## Input data:
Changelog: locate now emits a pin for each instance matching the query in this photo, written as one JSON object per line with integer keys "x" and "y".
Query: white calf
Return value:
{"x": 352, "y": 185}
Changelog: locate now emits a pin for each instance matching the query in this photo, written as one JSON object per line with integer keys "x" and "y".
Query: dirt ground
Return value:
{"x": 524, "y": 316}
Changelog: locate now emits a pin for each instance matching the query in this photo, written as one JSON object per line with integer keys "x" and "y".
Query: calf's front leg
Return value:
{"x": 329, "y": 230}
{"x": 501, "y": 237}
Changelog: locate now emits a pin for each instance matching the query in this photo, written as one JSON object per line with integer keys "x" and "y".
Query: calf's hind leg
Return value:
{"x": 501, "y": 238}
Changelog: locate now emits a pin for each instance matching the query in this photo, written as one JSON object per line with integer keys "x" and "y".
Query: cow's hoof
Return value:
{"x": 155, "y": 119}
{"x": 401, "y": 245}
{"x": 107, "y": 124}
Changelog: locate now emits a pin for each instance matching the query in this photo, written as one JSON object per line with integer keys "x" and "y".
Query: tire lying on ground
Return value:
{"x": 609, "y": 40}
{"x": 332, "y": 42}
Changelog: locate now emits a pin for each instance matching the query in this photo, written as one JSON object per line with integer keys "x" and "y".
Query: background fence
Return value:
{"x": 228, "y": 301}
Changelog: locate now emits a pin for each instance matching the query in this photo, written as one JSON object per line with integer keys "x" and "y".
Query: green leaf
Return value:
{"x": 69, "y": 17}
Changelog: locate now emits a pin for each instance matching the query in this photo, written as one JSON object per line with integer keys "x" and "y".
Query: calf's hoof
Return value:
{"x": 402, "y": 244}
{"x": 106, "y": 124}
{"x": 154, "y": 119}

## Task description:
Everything in the material should be repeated exactly as written.

## Exercise output:
Changelog: locate now emits a pin for each instance matching the query in this photo, written as one JSON object per line with integer keys "x" and "y".
Query: white calf
Return value:
{"x": 352, "y": 185}
Changelog: locate now emits a pin for each instance matching the query in this photo, written as one JSON object per line with integer keys "x" and "y".
Query: dirt ground
Return value:
{"x": 524, "y": 316}
Changelog: locate now emits a pin for each instance matching the query in this photo, written as one JSON object per line with integer keys "x" and "y".
Query: calf's front leg
Return value:
{"x": 329, "y": 230}
{"x": 501, "y": 237}
Changelog: locate now emits a pin for each instance matching the query in this photo, written as one JSON object per line with integer keys "x" and "y".
Query: calf's hind leg
Return value:
{"x": 501, "y": 238}
Changelog: locate now emits a pin for each instance matching the query in this photo, written as one JSON object per line with integer keys "x" and "y".
Query: cow's hoof
Return value:
{"x": 155, "y": 119}
{"x": 401, "y": 245}
{"x": 107, "y": 124}
Changelog: locate now emits a pin for each instance matching the query in this photo, written as one JSON object per line with integer keys "x" and "y".
Query: tire lying on ground
Return value:
{"x": 609, "y": 40}
{"x": 332, "y": 42}
Changelog: locate now emits a pin for each instance matching the query in this photo, written as one JSON object per line with integer keys "x" and "y".
Query: background fence
Return value:
{"x": 228, "y": 301}
Changelog: locate now emits a pin for each instance matching the query in this photo, written as one JSON object per line with integer keys "x" and "y".
Query: green leaf
Return value:
{"x": 69, "y": 17}
Changelog: locate now emits a pin for each instance matching the query in this photo, written as one JSON object per line with integer keys "x" and "y".
Query: calf's hoof
Return value:
{"x": 402, "y": 244}
{"x": 106, "y": 124}
{"x": 154, "y": 119}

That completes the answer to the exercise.